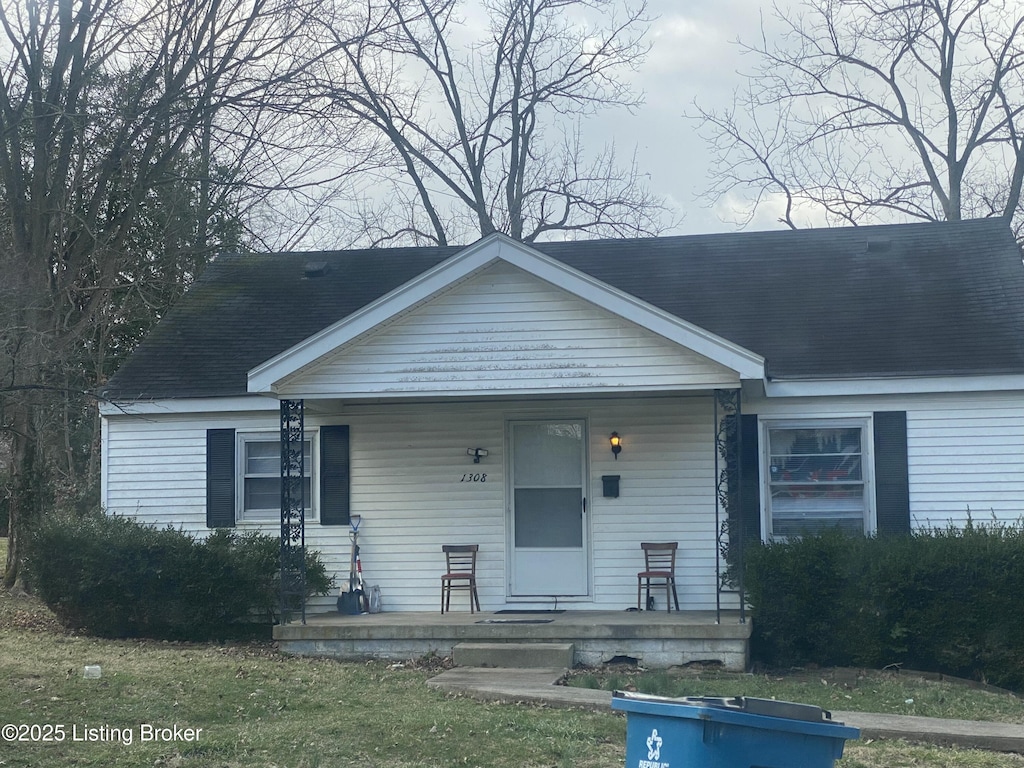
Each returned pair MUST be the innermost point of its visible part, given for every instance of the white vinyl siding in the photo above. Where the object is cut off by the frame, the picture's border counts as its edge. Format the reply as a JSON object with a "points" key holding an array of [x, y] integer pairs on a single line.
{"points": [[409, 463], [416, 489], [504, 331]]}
------------
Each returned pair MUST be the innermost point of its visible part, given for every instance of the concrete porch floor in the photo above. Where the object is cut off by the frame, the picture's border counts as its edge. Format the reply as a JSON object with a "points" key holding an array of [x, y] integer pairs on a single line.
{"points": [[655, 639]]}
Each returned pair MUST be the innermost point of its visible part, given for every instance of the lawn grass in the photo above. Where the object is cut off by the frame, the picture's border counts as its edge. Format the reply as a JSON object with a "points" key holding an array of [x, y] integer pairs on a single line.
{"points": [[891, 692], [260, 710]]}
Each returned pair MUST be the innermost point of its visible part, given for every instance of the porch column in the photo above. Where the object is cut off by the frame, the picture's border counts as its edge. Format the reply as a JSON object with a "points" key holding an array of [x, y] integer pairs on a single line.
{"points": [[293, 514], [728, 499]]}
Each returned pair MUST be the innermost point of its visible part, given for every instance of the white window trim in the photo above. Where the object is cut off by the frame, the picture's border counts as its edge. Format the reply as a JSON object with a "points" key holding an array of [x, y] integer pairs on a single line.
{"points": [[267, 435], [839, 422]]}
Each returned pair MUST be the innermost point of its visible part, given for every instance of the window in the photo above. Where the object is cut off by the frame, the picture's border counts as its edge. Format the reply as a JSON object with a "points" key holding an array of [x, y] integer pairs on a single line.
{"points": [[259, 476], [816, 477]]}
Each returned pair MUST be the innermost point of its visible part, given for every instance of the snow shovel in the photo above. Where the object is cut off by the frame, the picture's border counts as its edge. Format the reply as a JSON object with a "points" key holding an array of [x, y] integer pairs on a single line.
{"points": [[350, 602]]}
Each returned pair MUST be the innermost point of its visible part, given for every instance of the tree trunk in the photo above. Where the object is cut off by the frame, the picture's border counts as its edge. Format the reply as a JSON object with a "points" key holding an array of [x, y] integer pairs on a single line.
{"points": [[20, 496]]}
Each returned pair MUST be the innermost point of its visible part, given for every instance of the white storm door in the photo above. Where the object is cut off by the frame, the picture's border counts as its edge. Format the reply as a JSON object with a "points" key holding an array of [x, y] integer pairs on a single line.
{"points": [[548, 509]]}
------------
Return every line of the records that contains the word "porch", copied in full. Case counts.

▸ ANSWER TO THE PROBLEM
Each returned pair MUST be the innermost point of its visible part, given for every instance of the concrete porch floor in the photo above. Where the object is cut off by the frame, the picture's border counts as its edge. Format the reply as a JSON object with a "points" key holding an array of [x, y] integer pairs on a single line.
Each returned pair MUST be the innermost point of its visible part, given for every instance of the porch column in the photo above. Where the object is cut off by the frame, the picture's border counts as its edge. Format the reply as a JSON object with a "points" key holding an array of [x, y] integer pairs on a single line.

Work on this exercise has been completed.